**Problem requirements**
Lines before the one containing "Would you be able to indicate the car rear" are left out; copy that line and every later line through the end of the data exactly.

::::::::

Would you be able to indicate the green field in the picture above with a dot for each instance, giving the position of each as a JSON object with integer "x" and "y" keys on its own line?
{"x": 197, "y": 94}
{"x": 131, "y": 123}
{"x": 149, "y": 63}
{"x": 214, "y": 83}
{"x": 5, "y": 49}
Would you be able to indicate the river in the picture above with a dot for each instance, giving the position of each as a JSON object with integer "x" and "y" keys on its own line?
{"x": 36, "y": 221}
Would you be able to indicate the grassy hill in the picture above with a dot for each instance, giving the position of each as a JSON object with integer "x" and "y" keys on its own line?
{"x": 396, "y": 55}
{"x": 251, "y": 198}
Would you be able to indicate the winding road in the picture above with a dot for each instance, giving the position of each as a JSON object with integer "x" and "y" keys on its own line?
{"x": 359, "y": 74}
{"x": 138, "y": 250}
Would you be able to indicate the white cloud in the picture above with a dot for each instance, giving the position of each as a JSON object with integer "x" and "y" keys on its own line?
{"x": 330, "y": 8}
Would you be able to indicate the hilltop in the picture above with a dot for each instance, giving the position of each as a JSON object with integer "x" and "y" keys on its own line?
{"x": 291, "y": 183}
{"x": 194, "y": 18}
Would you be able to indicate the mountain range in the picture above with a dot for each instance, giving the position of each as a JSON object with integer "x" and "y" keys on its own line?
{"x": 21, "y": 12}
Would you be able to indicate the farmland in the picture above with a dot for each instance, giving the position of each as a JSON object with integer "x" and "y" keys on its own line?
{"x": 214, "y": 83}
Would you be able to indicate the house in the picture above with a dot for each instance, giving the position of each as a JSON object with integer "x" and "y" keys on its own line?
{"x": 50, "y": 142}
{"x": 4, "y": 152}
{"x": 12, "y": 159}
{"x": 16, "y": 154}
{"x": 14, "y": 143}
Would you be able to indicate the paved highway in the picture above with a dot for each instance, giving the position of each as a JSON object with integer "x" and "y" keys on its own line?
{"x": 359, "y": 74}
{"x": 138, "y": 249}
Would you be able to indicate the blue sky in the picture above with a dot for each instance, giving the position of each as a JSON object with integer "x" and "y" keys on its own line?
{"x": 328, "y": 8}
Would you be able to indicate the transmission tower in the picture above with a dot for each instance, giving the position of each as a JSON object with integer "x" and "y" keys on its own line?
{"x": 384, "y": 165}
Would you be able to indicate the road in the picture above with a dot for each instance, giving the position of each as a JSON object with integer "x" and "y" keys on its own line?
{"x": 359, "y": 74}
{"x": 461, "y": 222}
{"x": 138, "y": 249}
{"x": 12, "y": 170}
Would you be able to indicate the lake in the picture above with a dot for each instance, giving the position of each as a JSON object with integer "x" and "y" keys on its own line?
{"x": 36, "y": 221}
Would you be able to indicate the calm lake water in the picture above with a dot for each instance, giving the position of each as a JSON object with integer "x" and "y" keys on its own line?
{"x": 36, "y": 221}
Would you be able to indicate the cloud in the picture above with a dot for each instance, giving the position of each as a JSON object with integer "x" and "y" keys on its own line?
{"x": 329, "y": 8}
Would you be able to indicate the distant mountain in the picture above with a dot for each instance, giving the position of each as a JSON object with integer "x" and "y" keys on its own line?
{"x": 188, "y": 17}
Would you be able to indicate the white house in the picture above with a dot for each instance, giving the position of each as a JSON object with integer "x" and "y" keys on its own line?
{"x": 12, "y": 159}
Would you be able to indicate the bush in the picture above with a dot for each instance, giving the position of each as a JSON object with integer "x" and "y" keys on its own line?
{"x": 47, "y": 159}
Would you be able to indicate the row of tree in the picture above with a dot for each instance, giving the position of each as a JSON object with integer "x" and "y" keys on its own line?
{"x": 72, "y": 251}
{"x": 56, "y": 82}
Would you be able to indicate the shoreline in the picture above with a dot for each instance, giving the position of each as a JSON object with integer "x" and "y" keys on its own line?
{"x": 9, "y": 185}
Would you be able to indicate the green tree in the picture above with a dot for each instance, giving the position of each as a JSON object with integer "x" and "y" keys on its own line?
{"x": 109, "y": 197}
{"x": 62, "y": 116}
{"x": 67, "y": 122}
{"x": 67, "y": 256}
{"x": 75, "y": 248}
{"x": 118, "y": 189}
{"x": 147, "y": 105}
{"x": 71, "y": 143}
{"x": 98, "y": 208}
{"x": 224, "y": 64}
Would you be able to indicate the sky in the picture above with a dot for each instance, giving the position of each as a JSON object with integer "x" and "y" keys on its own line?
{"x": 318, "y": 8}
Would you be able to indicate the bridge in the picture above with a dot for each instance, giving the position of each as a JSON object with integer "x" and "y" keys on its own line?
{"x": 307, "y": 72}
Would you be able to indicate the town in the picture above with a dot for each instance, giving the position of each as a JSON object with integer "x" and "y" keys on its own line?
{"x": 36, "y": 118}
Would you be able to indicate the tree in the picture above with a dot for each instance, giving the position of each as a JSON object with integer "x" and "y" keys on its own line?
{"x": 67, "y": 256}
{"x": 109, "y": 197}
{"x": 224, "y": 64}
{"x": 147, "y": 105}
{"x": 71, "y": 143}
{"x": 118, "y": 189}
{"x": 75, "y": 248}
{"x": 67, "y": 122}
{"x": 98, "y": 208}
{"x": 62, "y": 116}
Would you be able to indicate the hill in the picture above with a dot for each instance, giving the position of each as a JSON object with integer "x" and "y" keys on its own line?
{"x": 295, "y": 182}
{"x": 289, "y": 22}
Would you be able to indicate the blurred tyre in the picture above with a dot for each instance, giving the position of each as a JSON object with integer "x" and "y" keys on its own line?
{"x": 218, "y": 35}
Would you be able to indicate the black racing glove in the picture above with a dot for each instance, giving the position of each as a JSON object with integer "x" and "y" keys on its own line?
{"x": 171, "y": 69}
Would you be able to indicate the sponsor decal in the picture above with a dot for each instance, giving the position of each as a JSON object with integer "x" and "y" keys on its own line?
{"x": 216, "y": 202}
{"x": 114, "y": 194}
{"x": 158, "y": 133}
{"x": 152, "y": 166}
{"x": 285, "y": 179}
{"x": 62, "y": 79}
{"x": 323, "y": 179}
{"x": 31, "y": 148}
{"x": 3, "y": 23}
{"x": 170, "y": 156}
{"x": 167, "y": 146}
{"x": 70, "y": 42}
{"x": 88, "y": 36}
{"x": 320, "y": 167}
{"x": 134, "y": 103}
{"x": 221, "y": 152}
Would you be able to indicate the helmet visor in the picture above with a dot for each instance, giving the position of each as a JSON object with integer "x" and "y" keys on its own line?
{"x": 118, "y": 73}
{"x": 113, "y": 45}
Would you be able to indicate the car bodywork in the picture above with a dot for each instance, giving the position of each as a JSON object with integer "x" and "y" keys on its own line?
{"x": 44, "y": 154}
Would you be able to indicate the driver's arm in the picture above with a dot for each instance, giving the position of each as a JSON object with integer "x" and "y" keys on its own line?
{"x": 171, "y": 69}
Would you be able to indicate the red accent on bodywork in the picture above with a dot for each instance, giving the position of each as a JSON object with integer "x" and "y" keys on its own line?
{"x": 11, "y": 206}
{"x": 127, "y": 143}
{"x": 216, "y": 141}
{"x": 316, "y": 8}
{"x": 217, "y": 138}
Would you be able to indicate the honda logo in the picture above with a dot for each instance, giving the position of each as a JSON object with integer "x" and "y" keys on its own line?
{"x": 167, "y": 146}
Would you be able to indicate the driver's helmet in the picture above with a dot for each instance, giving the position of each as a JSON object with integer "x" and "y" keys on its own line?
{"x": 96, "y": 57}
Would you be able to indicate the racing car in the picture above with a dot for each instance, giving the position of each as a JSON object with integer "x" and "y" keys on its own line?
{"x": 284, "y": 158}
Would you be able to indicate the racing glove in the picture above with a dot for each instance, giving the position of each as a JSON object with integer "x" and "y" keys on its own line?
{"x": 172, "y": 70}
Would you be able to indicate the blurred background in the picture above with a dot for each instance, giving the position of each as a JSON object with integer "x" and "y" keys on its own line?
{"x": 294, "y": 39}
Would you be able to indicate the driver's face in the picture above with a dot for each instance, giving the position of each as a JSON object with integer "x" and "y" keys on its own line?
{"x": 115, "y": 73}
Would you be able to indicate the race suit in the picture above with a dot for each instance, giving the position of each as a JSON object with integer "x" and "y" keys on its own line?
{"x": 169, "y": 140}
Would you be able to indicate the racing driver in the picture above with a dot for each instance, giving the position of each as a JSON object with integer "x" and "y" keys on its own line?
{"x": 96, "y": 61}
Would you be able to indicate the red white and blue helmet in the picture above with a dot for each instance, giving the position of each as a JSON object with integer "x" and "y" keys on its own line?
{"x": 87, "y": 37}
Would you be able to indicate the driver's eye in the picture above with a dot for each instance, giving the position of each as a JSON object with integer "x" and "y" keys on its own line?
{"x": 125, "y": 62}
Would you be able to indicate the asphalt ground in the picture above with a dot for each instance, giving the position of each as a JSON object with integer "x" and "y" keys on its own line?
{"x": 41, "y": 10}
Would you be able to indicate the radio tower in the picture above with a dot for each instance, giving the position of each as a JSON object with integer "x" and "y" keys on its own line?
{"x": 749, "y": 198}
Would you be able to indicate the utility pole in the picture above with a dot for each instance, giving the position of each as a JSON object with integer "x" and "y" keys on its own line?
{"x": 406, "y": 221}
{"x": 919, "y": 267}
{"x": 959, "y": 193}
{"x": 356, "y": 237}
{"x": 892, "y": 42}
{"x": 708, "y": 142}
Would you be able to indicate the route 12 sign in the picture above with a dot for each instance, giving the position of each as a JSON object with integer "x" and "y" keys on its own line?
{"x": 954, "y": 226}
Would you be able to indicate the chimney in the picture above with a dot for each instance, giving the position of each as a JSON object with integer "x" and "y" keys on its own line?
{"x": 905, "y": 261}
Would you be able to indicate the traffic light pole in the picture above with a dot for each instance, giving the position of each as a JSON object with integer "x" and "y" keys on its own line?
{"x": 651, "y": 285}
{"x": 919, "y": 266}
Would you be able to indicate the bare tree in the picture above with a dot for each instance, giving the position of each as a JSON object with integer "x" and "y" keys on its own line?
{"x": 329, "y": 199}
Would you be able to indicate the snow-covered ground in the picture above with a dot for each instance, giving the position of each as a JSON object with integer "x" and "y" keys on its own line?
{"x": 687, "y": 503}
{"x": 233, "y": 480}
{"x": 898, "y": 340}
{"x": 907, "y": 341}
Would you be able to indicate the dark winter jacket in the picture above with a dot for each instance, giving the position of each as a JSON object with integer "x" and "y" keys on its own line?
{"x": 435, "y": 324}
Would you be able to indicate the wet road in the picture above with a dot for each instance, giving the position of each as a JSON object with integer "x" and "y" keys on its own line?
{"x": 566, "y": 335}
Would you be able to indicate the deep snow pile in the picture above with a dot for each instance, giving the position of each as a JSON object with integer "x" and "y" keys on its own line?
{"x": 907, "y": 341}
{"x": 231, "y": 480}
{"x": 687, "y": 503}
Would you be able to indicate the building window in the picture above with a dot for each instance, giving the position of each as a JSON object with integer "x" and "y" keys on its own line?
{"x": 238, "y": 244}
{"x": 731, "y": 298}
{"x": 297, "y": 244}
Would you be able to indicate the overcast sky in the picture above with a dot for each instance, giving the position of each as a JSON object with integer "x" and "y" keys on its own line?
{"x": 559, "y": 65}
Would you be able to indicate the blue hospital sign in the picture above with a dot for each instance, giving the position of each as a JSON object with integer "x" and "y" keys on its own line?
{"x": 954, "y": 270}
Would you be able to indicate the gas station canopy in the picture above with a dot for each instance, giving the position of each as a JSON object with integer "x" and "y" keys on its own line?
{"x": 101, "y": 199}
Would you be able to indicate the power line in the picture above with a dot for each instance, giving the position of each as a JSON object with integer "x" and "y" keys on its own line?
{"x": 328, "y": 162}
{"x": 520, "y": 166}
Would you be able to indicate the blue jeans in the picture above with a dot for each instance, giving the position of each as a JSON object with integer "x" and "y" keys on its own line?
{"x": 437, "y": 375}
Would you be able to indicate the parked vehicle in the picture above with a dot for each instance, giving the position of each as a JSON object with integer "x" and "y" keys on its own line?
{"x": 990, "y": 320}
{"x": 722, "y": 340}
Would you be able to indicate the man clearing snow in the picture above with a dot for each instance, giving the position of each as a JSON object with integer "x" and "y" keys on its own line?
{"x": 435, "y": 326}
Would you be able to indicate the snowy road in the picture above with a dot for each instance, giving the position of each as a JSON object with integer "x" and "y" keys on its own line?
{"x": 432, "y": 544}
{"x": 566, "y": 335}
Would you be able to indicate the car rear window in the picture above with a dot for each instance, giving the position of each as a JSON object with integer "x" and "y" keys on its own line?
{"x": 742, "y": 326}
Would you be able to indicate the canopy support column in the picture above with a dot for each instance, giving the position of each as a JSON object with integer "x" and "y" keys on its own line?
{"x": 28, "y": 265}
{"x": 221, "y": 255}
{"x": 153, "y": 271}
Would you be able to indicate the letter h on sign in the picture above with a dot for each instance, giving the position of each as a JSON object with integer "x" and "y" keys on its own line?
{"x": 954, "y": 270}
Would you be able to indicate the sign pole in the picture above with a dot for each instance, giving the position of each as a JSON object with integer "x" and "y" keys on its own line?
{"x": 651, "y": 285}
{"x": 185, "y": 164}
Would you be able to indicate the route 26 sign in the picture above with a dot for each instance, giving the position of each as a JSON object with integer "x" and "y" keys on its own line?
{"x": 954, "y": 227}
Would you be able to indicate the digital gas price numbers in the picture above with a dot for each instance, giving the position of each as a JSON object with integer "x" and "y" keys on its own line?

::::::::

**Task response**
Would you be able to indicate the car rear window in the picture above with a dot for each instance, giving the position of each as a JSON object with integer "x" and "y" keys on its own line?
{"x": 742, "y": 326}
Would you be able to indicate the canopy support column in the picture above with a dot for each instance, giving the position of each as a JSON object with integer "x" and "y" keys on its own line?
{"x": 28, "y": 265}
{"x": 221, "y": 255}
{"x": 153, "y": 271}
Would you be able to indicate the letter h on sign in the picture above with a dot for each instance, giving the position of each as a JSON object with integer "x" and "y" keys on its own line?
{"x": 954, "y": 270}
Would you be able to indicate the sign pole in the picture above with a dot for each instance, giving the position of each as a JSON object with integer "x" and "y" keys on its own line?
{"x": 651, "y": 285}
{"x": 185, "y": 164}
Would you be able to indicate the route 26 sign in the picture above with a dot for each instance, giving the position of each as a JSON object with integer "x" and "y" keys on its own line?
{"x": 954, "y": 227}
Would you be able to indicate the digital gas price numbers in the picture above with a dot for each instance, giving the position of each as a JSON object with integer "x" and "y" keys on its own line?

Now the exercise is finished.